Exercise:
In the records that follow, find each line containing "marble" and copy it.

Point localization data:
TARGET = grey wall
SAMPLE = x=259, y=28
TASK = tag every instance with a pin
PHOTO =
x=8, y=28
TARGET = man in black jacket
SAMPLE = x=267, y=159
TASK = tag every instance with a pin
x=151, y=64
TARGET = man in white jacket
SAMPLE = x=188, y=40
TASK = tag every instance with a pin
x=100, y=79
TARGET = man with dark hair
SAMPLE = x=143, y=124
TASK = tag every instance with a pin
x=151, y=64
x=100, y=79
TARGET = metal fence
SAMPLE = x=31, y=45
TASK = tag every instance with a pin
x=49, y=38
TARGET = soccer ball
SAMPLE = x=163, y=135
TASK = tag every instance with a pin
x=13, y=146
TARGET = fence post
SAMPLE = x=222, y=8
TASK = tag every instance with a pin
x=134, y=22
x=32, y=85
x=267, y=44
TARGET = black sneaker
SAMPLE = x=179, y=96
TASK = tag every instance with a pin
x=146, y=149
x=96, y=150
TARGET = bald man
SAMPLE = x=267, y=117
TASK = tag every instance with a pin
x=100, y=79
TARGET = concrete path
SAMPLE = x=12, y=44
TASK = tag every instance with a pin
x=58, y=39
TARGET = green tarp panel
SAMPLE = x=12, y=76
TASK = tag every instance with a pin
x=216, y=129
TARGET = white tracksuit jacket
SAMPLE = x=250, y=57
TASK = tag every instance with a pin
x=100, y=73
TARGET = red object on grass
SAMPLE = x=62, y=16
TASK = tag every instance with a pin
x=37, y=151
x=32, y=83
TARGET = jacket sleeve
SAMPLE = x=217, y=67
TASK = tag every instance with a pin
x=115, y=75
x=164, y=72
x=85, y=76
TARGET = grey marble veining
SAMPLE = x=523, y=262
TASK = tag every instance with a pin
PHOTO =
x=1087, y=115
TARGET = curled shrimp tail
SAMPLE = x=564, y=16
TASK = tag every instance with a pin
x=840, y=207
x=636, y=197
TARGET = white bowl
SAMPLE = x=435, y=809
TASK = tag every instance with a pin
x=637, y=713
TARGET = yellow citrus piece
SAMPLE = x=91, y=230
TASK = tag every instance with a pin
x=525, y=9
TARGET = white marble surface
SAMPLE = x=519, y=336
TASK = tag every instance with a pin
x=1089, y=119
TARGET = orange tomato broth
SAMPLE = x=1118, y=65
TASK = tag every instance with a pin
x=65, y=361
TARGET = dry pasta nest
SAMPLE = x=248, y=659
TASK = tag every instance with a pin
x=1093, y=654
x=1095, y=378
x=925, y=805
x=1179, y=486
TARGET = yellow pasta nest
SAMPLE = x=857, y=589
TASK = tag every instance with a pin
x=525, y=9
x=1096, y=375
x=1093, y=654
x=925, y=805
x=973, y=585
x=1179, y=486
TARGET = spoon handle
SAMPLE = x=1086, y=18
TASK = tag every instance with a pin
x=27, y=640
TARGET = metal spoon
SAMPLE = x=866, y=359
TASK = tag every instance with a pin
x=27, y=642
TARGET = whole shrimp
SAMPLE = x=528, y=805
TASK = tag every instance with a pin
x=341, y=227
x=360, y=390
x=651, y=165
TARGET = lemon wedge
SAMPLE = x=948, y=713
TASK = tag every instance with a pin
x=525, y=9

Result of the task:
TARGET = grey marble veining
TARGET = white marble surface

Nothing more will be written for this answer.